##### Input data #####

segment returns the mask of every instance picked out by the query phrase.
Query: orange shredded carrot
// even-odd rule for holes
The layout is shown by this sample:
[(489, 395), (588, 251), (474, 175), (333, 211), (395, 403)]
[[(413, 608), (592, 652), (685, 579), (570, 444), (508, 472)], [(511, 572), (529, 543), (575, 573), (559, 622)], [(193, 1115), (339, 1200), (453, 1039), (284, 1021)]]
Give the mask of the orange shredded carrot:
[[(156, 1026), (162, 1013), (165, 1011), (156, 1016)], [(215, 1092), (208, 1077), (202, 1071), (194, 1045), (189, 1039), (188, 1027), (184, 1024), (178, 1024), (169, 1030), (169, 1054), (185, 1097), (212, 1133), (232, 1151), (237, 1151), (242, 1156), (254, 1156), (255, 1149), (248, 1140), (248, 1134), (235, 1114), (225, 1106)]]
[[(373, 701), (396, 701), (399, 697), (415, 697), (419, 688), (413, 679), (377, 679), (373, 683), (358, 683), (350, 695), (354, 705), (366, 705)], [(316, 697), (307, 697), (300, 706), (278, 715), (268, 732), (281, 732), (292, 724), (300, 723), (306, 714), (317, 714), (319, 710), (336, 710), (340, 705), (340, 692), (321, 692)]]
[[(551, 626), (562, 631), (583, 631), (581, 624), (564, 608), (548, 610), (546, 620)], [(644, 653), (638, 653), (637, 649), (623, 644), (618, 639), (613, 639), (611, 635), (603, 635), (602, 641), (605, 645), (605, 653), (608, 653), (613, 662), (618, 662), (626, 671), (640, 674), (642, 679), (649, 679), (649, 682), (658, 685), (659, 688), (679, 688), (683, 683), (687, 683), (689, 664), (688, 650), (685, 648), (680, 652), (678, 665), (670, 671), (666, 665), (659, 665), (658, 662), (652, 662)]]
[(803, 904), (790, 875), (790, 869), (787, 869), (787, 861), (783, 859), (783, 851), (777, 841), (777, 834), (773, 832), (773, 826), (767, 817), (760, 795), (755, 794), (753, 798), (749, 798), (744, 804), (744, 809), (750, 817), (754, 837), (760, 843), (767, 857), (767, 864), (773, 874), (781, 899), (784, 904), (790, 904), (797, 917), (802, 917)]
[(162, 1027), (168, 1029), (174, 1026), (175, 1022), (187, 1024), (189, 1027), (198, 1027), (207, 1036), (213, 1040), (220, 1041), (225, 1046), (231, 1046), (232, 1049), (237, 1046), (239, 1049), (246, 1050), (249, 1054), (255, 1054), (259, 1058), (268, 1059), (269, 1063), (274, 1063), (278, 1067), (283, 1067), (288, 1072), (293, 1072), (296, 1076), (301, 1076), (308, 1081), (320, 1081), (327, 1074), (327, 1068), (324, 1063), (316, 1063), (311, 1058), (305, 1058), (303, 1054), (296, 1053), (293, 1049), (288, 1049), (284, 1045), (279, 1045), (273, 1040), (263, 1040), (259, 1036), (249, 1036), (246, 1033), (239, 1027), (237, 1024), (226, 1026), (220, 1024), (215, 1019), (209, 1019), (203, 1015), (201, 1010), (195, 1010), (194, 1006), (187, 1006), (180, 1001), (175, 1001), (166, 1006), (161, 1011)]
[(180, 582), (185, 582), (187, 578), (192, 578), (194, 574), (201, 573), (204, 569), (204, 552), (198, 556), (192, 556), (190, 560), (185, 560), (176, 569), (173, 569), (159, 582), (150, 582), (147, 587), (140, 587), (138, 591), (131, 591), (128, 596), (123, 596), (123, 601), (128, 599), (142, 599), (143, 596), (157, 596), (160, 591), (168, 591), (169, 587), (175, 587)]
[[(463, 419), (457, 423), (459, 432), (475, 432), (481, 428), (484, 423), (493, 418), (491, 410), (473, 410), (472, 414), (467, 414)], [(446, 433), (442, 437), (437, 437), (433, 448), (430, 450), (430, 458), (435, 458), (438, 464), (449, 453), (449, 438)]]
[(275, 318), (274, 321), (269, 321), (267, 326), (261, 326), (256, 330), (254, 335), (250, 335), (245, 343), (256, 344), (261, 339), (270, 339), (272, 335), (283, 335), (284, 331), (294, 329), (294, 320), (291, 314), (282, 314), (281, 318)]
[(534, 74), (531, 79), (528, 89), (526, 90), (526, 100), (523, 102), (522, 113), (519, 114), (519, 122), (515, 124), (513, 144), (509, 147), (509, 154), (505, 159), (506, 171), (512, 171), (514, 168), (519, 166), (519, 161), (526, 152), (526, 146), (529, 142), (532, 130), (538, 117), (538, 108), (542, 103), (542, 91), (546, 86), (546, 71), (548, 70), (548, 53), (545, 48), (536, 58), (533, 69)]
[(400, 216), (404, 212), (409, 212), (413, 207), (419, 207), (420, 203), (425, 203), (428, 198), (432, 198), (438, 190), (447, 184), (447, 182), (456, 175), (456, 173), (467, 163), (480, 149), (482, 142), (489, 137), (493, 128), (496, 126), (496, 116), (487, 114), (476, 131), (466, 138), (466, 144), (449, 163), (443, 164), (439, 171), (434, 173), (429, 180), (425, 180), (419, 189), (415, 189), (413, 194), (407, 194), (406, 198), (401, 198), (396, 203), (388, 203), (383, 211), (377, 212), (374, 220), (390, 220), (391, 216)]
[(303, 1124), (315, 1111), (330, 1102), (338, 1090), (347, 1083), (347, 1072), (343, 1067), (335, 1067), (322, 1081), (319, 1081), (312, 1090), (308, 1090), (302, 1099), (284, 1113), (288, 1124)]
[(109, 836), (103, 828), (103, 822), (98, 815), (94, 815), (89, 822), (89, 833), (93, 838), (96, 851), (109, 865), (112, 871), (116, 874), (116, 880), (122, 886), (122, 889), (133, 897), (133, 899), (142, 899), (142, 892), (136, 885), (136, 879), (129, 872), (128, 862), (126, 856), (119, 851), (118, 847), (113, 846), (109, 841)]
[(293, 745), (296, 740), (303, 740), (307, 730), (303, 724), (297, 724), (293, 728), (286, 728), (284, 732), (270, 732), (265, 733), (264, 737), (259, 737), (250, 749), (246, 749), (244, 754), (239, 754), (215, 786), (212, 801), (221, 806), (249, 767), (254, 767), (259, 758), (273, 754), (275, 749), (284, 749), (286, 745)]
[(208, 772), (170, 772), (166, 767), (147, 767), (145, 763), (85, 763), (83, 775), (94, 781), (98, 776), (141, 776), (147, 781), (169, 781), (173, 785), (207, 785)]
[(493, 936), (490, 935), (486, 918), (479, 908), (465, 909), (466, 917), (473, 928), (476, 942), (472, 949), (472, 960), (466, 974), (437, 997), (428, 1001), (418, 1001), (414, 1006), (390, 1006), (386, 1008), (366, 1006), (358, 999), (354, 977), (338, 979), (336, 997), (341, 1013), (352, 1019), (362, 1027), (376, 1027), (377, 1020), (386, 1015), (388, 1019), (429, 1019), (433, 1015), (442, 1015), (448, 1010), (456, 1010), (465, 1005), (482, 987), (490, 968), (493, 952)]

#####

[Aim]
Could you reproduce all of the material above line for line, without changing a single character?

[Exercise result]
segment returns the mask of every instance picked out by the query phrase.
Query: orange shredded carrot
// even-odd rule for holes
The layout is shown by this sample:
[(489, 395), (588, 251), (474, 175), (333, 211), (395, 403)]
[[(413, 608), (592, 652), (685, 579), (570, 444), (508, 472)], [(511, 572), (529, 543), (575, 573), (559, 622)], [(193, 1115), (339, 1200), (453, 1039), (284, 1021)]]
Give the mask of the orange shredded carrot:
[[(156, 1026), (162, 1013), (165, 1011), (156, 1016)], [(215, 1092), (208, 1077), (202, 1071), (194, 1045), (189, 1039), (188, 1027), (184, 1024), (178, 1024), (169, 1030), (169, 1054), (185, 1097), (212, 1133), (232, 1151), (237, 1151), (242, 1156), (254, 1156), (255, 1149), (248, 1140), (248, 1134), (235, 1114), (225, 1106)]]
[[(373, 701), (396, 701), (399, 697), (415, 697), (419, 688), (413, 679), (377, 679), (373, 683), (358, 683), (350, 695), (354, 705), (366, 705)], [(316, 697), (307, 697), (300, 706), (278, 715), (268, 732), (281, 732), (292, 724), (300, 723), (306, 714), (317, 714), (319, 710), (336, 710), (340, 705), (340, 692), (321, 692)]]
[[(551, 626), (562, 631), (583, 631), (581, 624), (564, 608), (548, 610), (546, 620)], [(644, 653), (638, 653), (637, 649), (623, 644), (618, 639), (613, 639), (611, 635), (603, 635), (602, 641), (605, 645), (605, 653), (608, 653), (613, 662), (618, 662), (626, 671), (640, 674), (642, 679), (649, 679), (649, 682), (658, 685), (659, 688), (679, 688), (683, 683), (687, 683), (689, 664), (688, 650), (685, 648), (680, 652), (678, 665), (670, 671), (666, 665), (659, 665), (658, 662), (652, 662)]]
[(803, 904), (790, 875), (790, 869), (787, 869), (787, 861), (783, 859), (783, 851), (777, 841), (777, 834), (773, 832), (773, 826), (767, 817), (760, 795), (755, 794), (753, 798), (749, 798), (744, 804), (744, 809), (750, 817), (754, 837), (760, 843), (767, 857), (767, 864), (773, 874), (781, 899), (784, 904), (790, 904), (797, 917), (802, 917)]
[(162, 1027), (168, 1029), (174, 1026), (175, 1022), (187, 1024), (189, 1027), (198, 1027), (207, 1036), (213, 1040), (220, 1041), (225, 1046), (231, 1046), (232, 1049), (237, 1046), (239, 1049), (246, 1050), (249, 1054), (255, 1054), (259, 1058), (268, 1059), (269, 1063), (274, 1063), (278, 1067), (283, 1067), (288, 1072), (293, 1072), (296, 1076), (301, 1076), (308, 1081), (320, 1081), (327, 1074), (327, 1068), (324, 1063), (316, 1063), (311, 1058), (305, 1058), (303, 1054), (296, 1053), (293, 1049), (288, 1049), (284, 1045), (279, 1045), (273, 1040), (263, 1040), (259, 1036), (249, 1036), (246, 1033), (239, 1027), (237, 1024), (226, 1026), (220, 1024), (215, 1019), (209, 1019), (203, 1015), (201, 1010), (195, 1010), (194, 1006), (187, 1006), (180, 1001), (175, 1001), (166, 1006), (161, 1011)]
[(180, 582), (185, 582), (187, 578), (192, 578), (194, 574), (201, 573), (204, 569), (204, 552), (198, 556), (192, 556), (190, 560), (185, 560), (176, 569), (173, 569), (159, 582), (150, 582), (147, 587), (140, 587), (138, 591), (131, 591), (128, 596), (123, 596), (123, 601), (128, 599), (142, 599), (143, 596), (157, 596), (160, 591), (168, 591), (169, 587), (175, 587)]
[[(463, 419), (457, 423), (459, 432), (475, 432), (481, 428), (484, 423), (493, 418), (491, 410), (473, 410), (472, 414), (467, 414)], [(446, 433), (442, 437), (437, 437), (433, 448), (430, 450), (430, 458), (435, 458), (438, 464), (449, 453), (449, 438)]]
[(275, 318), (274, 321), (269, 321), (267, 326), (261, 326), (256, 330), (254, 335), (250, 335), (245, 343), (256, 344), (261, 339), (270, 339), (272, 335), (283, 335), (284, 331), (294, 329), (294, 320), (291, 314), (282, 314), (281, 318)]
[(534, 74), (531, 79), (528, 89), (526, 90), (526, 100), (523, 102), (522, 113), (519, 114), (519, 122), (515, 124), (513, 144), (509, 147), (509, 154), (505, 159), (506, 171), (512, 171), (514, 168), (519, 166), (519, 161), (526, 152), (526, 146), (529, 142), (532, 130), (538, 117), (538, 108), (542, 103), (542, 91), (546, 86), (546, 71), (548, 70), (548, 53), (545, 48), (536, 58), (533, 69)]
[(400, 216), (404, 212), (409, 212), (413, 207), (419, 207), (420, 203), (425, 203), (428, 198), (432, 198), (438, 190), (447, 184), (447, 182), (456, 175), (456, 173), (467, 163), (480, 149), (482, 142), (489, 137), (493, 128), (496, 126), (496, 116), (487, 114), (476, 131), (466, 138), (466, 144), (449, 163), (443, 164), (439, 171), (434, 173), (429, 180), (425, 180), (419, 189), (415, 189), (413, 194), (407, 194), (406, 198), (401, 198), (396, 203), (388, 203), (383, 211), (377, 212), (374, 220), (390, 220), (391, 216)]
[(303, 1124), (315, 1111), (330, 1102), (338, 1090), (347, 1083), (347, 1072), (343, 1067), (335, 1067), (322, 1081), (319, 1081), (312, 1090), (308, 1090), (302, 1099), (284, 1113), (288, 1124)]
[(109, 836), (103, 828), (103, 822), (98, 815), (94, 815), (89, 822), (89, 833), (93, 838), (96, 851), (109, 865), (112, 871), (116, 874), (116, 880), (122, 886), (122, 889), (133, 897), (133, 899), (142, 899), (142, 892), (136, 885), (136, 879), (129, 872), (128, 862), (126, 856), (119, 851), (118, 847), (113, 846), (109, 841)]
[(293, 745), (296, 740), (303, 740), (307, 730), (303, 724), (297, 724), (293, 728), (286, 728), (284, 732), (270, 732), (265, 733), (264, 737), (259, 737), (250, 749), (246, 749), (244, 754), (239, 754), (215, 786), (212, 801), (221, 806), (249, 767), (254, 767), (259, 758), (273, 754), (275, 749), (284, 749), (286, 745)]
[(208, 772), (170, 772), (166, 767), (147, 767), (145, 763), (85, 763), (83, 775), (94, 781), (98, 776), (141, 776), (147, 781), (169, 781), (173, 785), (207, 785)]
[(493, 936), (490, 935), (486, 918), (479, 908), (465, 909), (466, 917), (473, 928), (476, 942), (472, 949), (472, 960), (466, 974), (437, 997), (428, 1001), (418, 1001), (414, 1006), (390, 1006), (386, 1008), (366, 1006), (358, 999), (354, 977), (338, 979), (336, 997), (341, 1013), (352, 1019), (362, 1027), (376, 1027), (377, 1020), (386, 1015), (388, 1019), (429, 1019), (433, 1015), (442, 1015), (448, 1010), (456, 1010), (465, 1005), (482, 987), (490, 968), (493, 952)]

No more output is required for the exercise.